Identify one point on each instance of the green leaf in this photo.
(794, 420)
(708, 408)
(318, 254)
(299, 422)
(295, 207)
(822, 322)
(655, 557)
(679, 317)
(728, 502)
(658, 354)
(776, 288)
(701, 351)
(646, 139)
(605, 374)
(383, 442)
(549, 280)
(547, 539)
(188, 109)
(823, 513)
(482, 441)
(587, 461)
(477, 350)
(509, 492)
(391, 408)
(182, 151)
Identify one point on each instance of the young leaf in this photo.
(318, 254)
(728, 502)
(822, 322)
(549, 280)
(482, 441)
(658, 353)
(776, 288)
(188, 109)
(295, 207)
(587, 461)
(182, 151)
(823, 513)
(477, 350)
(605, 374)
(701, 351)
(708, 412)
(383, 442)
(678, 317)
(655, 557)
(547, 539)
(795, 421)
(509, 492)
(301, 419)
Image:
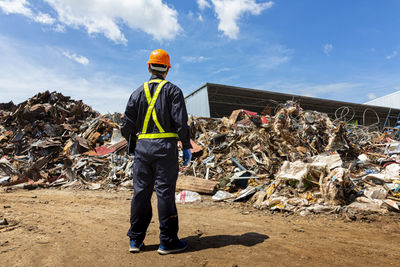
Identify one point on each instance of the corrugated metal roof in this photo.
(223, 99)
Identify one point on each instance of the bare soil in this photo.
(88, 228)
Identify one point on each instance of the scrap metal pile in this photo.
(289, 160)
(51, 140)
(297, 161)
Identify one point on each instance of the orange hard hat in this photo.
(159, 56)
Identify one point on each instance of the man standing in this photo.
(155, 118)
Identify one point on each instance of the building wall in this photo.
(197, 103)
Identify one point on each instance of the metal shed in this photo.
(217, 100)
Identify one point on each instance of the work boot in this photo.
(134, 247)
(178, 247)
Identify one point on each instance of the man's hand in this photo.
(187, 156)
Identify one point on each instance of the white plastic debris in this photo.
(376, 192)
(187, 196)
(222, 195)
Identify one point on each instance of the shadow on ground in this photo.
(197, 243)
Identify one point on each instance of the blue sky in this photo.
(96, 50)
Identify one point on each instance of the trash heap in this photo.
(296, 161)
(291, 160)
(51, 140)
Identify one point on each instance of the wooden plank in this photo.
(196, 184)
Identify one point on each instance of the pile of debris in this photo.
(292, 160)
(51, 140)
(296, 161)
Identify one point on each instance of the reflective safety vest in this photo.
(152, 112)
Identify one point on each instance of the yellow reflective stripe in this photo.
(160, 128)
(151, 106)
(147, 92)
(157, 135)
(155, 81)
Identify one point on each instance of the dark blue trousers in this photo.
(156, 163)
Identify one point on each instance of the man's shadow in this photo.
(197, 243)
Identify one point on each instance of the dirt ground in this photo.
(88, 228)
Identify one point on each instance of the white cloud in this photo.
(16, 7)
(203, 4)
(230, 11)
(59, 28)
(273, 56)
(44, 19)
(107, 16)
(104, 16)
(371, 96)
(80, 59)
(394, 54)
(221, 70)
(327, 48)
(198, 59)
(22, 7)
(22, 76)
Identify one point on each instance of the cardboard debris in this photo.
(286, 159)
(196, 184)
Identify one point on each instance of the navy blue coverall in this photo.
(156, 160)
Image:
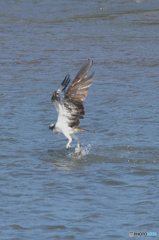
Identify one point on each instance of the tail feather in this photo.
(78, 130)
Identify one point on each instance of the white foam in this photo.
(82, 151)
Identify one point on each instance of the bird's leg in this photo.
(77, 139)
(69, 140)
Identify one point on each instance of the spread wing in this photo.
(69, 102)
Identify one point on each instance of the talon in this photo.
(67, 147)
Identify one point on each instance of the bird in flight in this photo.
(68, 101)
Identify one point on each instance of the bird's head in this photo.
(52, 126)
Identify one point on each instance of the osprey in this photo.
(68, 102)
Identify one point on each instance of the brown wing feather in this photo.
(76, 94)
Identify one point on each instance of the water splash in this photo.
(82, 151)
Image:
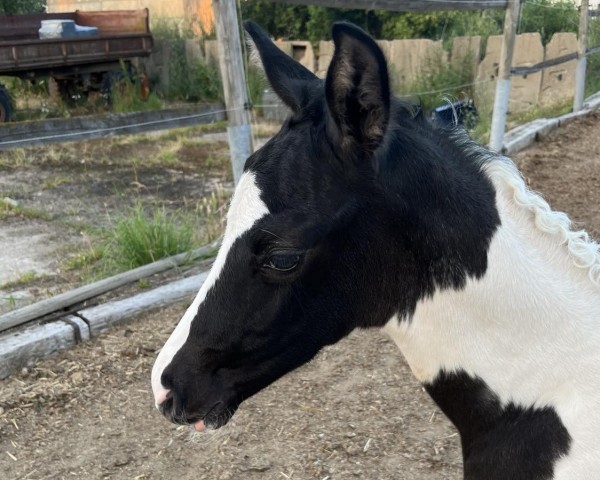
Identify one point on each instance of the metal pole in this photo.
(581, 58)
(234, 84)
(503, 84)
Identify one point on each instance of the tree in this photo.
(549, 17)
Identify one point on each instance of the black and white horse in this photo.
(359, 213)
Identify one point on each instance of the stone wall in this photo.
(411, 58)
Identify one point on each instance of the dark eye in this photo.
(283, 262)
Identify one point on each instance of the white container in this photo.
(57, 28)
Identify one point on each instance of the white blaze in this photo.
(245, 209)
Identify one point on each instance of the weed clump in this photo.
(138, 238)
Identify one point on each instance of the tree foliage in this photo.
(15, 7)
(314, 22)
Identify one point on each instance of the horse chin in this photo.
(217, 417)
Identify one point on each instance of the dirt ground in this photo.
(353, 412)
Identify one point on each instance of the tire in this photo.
(5, 105)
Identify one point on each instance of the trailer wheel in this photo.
(71, 93)
(5, 105)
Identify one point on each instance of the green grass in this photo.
(212, 211)
(138, 237)
(23, 279)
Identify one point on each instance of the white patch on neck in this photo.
(246, 208)
(530, 328)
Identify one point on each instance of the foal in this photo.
(359, 213)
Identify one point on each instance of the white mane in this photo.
(584, 251)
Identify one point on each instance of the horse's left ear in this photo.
(358, 89)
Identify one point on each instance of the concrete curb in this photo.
(22, 348)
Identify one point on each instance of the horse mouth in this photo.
(214, 418)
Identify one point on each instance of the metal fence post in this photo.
(503, 83)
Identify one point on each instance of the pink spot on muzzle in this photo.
(161, 396)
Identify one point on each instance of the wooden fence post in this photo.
(581, 58)
(231, 66)
(503, 83)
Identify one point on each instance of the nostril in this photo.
(162, 396)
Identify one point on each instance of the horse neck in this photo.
(532, 311)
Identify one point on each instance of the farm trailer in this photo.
(78, 65)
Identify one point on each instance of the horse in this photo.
(360, 213)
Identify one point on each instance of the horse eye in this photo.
(283, 263)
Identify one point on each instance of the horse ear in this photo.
(287, 77)
(357, 89)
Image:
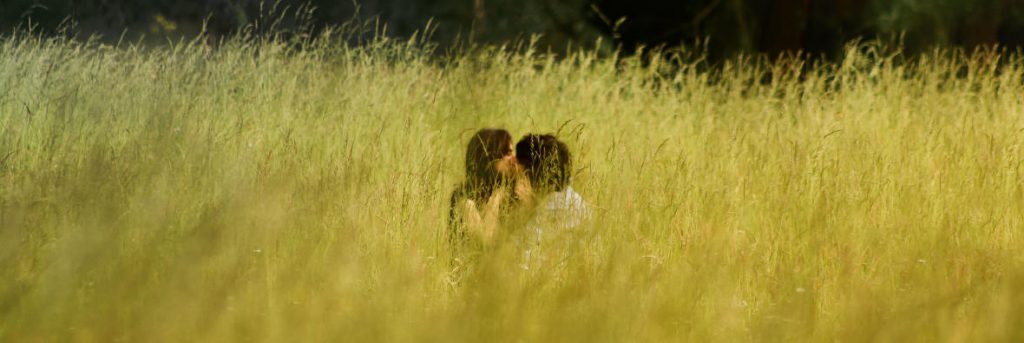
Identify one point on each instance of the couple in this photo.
(514, 187)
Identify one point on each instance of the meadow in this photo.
(271, 190)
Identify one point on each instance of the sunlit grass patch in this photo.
(266, 190)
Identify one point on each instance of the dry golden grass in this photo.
(259, 191)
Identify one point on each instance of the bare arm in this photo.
(482, 224)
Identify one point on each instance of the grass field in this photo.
(259, 191)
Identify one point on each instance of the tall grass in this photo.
(261, 190)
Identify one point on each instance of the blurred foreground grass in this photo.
(261, 191)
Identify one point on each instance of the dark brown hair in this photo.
(484, 149)
(546, 160)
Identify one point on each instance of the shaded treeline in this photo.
(723, 27)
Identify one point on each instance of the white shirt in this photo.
(563, 210)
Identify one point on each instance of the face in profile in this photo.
(489, 157)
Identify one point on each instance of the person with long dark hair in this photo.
(476, 205)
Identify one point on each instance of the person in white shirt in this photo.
(550, 200)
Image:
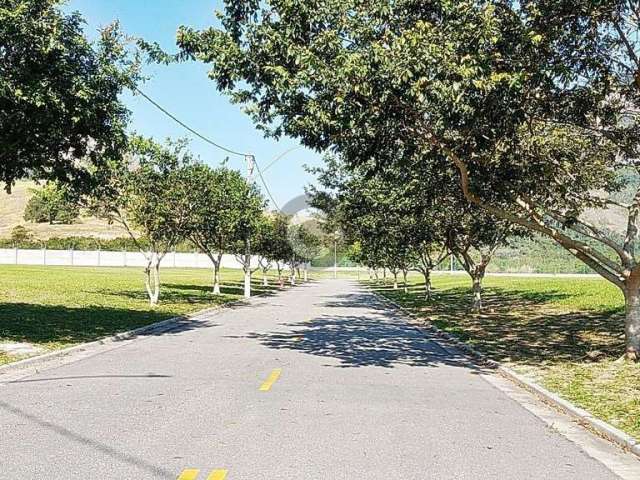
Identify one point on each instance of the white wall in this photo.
(98, 258)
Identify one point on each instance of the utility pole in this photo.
(247, 253)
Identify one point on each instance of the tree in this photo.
(305, 245)
(20, 234)
(246, 228)
(271, 244)
(149, 198)
(60, 116)
(534, 103)
(51, 204)
(280, 248)
(217, 200)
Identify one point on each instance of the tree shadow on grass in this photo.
(518, 325)
(57, 324)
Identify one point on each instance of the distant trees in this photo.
(531, 105)
(52, 204)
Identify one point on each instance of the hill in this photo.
(12, 209)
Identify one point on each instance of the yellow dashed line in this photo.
(271, 379)
(189, 474)
(217, 475)
(192, 474)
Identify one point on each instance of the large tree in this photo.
(534, 102)
(60, 115)
(217, 200)
(149, 198)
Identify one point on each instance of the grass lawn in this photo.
(55, 307)
(544, 328)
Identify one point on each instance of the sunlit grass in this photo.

**GIVEN PROBLEM:** Convert the material above into a numbered list, one line per item, and leave out blank lines and the pictures.

**THE OUTPUT:**
1. Identify one point on each instance of the green leaf in this photo.
2. (794, 420)
3. (708, 408)
4. (318, 254)
5. (299, 422)
6. (295, 207)
7. (822, 322)
8. (655, 557)
9. (679, 317)
10. (728, 502)
11. (658, 354)
12. (776, 288)
13. (701, 351)
14. (646, 139)
15. (605, 374)
16. (383, 442)
17. (549, 280)
18. (547, 539)
19. (188, 109)
20. (823, 513)
21. (482, 441)
22. (587, 461)
23. (477, 350)
24. (509, 492)
25. (391, 408)
26. (182, 151)
27. Identify one point on each instance of the young leaf in this photo.
28. (318, 254)
29. (728, 502)
30. (822, 322)
31. (549, 280)
32. (482, 441)
33. (658, 353)
34. (776, 288)
35. (188, 109)
36. (295, 207)
37. (587, 461)
38. (182, 151)
39. (823, 513)
40. (477, 350)
41. (605, 374)
42. (701, 351)
43. (708, 412)
44. (383, 442)
45. (678, 317)
46. (655, 557)
47. (547, 539)
48. (795, 421)
49. (509, 492)
50. (301, 419)
51. Image:
52. Identify one point on each instance of the corrugated metal roof in this photo.
53. (223, 99)
54. Identify one point on each instance of the bare soil in this photo.
55. (88, 228)
56. Identify one point on each instance of the scrap metal pile in this photo.
57. (289, 160)
58. (51, 140)
59. (297, 161)
60. Identify one point on each instance of the orange hard hat in this photo.
61. (159, 56)
62. Identify one point on each instance of the man standing in this photo.
63. (155, 118)
64. Identify one point on each instance of the building wall in this photo.
65. (197, 103)
66. Identify one point on each instance of the metal shed in this photo.
67. (217, 100)
68. Identify one point on each instance of the work boot in this photo.
69. (134, 247)
70. (178, 247)
71. Identify one point on each instance of the man's hand in this photo.
72. (187, 156)
73. Identify one point on each instance of the white plastic debris in this photo.
74. (376, 192)
75. (187, 196)
76. (222, 195)
77. Identify one point on each instance of the shadow on ground in this photo.
78. (197, 243)
79. Identify one point on each instance of the blue sky in this photo.
80. (96, 50)
81. Identify one point on each instance of the trash heap in this photo.
82. (296, 161)
83. (291, 160)
84. (51, 140)
85. Identify one point on each instance of the wooden plank in this photo.
86. (196, 184)
87. Identify one point on each instance of the pile of debris in this photo.
88. (292, 160)
89. (51, 140)
90. (296, 161)
91. Identify one point on each instance of the reflective safety vest in this photo.
92. (152, 112)
93. Identify one point on each instance of the yellow reflective stripe in this photo.
94. (160, 128)
95. (151, 106)
96. (147, 92)
97. (157, 135)
98. (155, 81)
99. Identify one point on each instance of the dark blue trousers in this photo.
100. (156, 163)
101. Identify one point on each instance of the man's shadow in this photo.
102. (197, 243)
103. Identify one point on each instance of the dirt ground in this photo.
104. (88, 228)
105. Identify one point on each instance of the white cloud in this photo.
106. (16, 7)
107. (203, 4)
108. (230, 11)
109. (59, 28)
110. (273, 56)
111. (44, 19)
112. (107, 16)
113. (104, 16)
114. (371, 96)
115. (80, 59)
116. (394, 54)
117. (221, 70)
118. (327, 48)
119. (198, 59)
120. (22, 7)
121. (22, 76)
122. Identify one point on each instance of the cardboard debris in this photo.
123. (286, 159)
124. (196, 184)
125. Identify one point on each instance of the navy blue coverall in this photo.
126. (156, 160)
127. Image:
128. Identify one point on each instance of the tail feather in this photo.
129. (78, 130)
130. Identify one point on each instance of the white foam in this photo.
131. (82, 151)
132. Identify one point on each instance of the bird's leg in this photo.
133. (77, 139)
134. (69, 140)
135. Identify one point on each instance of the spread wing in this photo.
136. (69, 102)
137. Identify one point on each instance of the talon in this photo.
138. (67, 147)
139. Identify one point on each instance of the bird in flight in this photo.
140. (68, 101)
141. Identify one point on each instance of the bird's head in this photo.
142. (52, 126)
143. Identify one point on each instance of the osprey in this photo.
144. (68, 102)
145. Identify one point on each instance of the brown wing feather in this photo.
146. (76, 94)
147. Identify one point on each instance of the water splash in this photo.
148. (82, 151)
149. Image:
150. Identify one point on each instance of the metal pole in this photo.
151. (581, 58)
152. (234, 84)
153. (503, 84)
154. Identify one point on each instance of the tree in this photo.
155. (549, 17)
156. Identify one point on each instance of the black and white horse in this photo.
157. (359, 213)
158. Identify one point on each instance of the stone wall in this photo.
159. (411, 58)
160. Identify one point on each instance of the dark eye in this photo.
161. (283, 262)
162. Identify one point on each instance of the white container in this photo.
163. (57, 28)
164. Identify one point on each instance of the white blaze in this photo.
165. (245, 209)
166. Identify one point on each instance of the weed clump in this photo.
167. (138, 238)
168. Identify one point on each instance of the tree foliage in this photo.
169. (15, 7)
170. (314, 22)
171. Identify one point on each instance of the horse chin in this photo.
172. (217, 417)
173. Identify one point on each instance of the dirt ground in this photo.
174. (353, 412)
175. Identify one point on each instance of the tire in this photo.
176. (5, 105)
177. Identify one point on each instance of the trailer wheel in this photo.
178. (71, 93)
179. (5, 105)
180. Identify one point on each instance of the green grass in this photo.
181. (212, 211)
182. (138, 237)
183. (23, 279)
184. Identify one point on each instance of the white patch on neck in this photo.
185. (246, 208)
186. (530, 328)
187. Identify one point on each instance of the foal in this photo.
188. (359, 213)
189. Identify one point on each instance of the white mane in this photo.
190. (584, 251)
191. Identify one point on each instance of the horse's left ear in this photo.
192. (358, 89)
193. Identify one point on each instance of the concrete curb in this photo.
194. (22, 348)
195. Identify one point on each instance of the horse mouth in this photo.
196. (214, 418)
197. Identify one point on each instance of the metal fence post in this photo.
198. (503, 83)
199. Identify one point on each instance of the pink spot on muzzle in this photo.
200. (161, 396)
201. Identify one point on each instance of the wooden fence post in this photo.
202. (581, 58)
203. (231, 66)
204. (503, 83)
205. Identify one point on each instance of the nostril in this photo.
206. (162, 396)
207. Identify one point on each instance of the horse neck in this photo.
208. (532, 311)
209. Identify one point on each instance of the farm trailer in this photo.
210. (78, 65)
211. Identify one point on each instance of the horse in this photo.
212. (360, 213)
213. Identify one point on each instance of the horse eye in this photo.
214. (283, 263)
215. Identify one point on each instance of the horse ear in this photo.
216. (287, 77)
217. (357, 89)
218. Image:
219. Identify one point on each instance of the couple in this photo.
220. (514, 187)
221. Identify one point on each instance of the meadow in this photo.
222. (271, 190)
223. Identify one point on each instance of the sunlit grass patch in this photo.
224. (266, 190)
225. Identify one point on each instance of the dry golden grass in this photo.
226. (259, 191)
227. Identify one point on each instance of the bare arm in this photo.
228. (482, 224)
229. Identify one point on each instance of the grass field in this photo.
230. (259, 191)
231. Identify one point on each instance of the tall grass in this photo.
232. (261, 190)
233. Identify one point on each instance of the blurred foreground grass in this photo.
234. (261, 191)
235. Identify one point on each instance of the dark brown hair in this photo.
236. (484, 149)
237. (546, 160)
238. Identify one point on each instance of the shaded treeline in this photo.
239. (723, 27)
240. Identify one point on each instance of the white shirt in this photo.
241. (563, 210)
242. Identify one point on each instance of the face in profile in this photo.
243. (489, 157)
244. Identify one point on each instance of the person with long dark hair in this photo.
245. (476, 205)
246. Identify one point on each instance of the person in white shirt in this photo.
247. (550, 200)
248. Image:
249. Identify one point on each instance of the white wall in this photo.
250. (98, 258)
251. Identify one point on each instance of the utility pole in this photo.
252. (247, 253)
253. Identify one point on each instance of the tree in this photo.
254. (305, 245)
255. (20, 234)
256. (246, 228)
257. (271, 244)
258. (149, 198)
259. (60, 116)
260. (534, 103)
261. (51, 204)
262. (280, 248)
263. (217, 200)
264. Identify one point on each instance of the tree shadow on grass in this photo.
265. (518, 325)
266. (57, 324)
267. Identify one point on each instance of the distant trees in this photo.
268. (531, 105)
269. (52, 204)
270. Identify one point on each instance of the hill in this photo.
271. (12, 209)
272. Identify one point on each instance of the yellow dashed line in this photo.
273. (271, 379)
274. (189, 474)
275. (217, 475)
276. (192, 474)
277. Identify one point on each instance of the large tree in this photo.
278. (534, 102)
279. (60, 115)
280. (217, 200)
281. (149, 198)
282. Identify one point on each instance of the grass lawn in this photo.
283. (55, 307)
284. (544, 328)
285. Identify one point on each instance of the sunlit grass in this photo.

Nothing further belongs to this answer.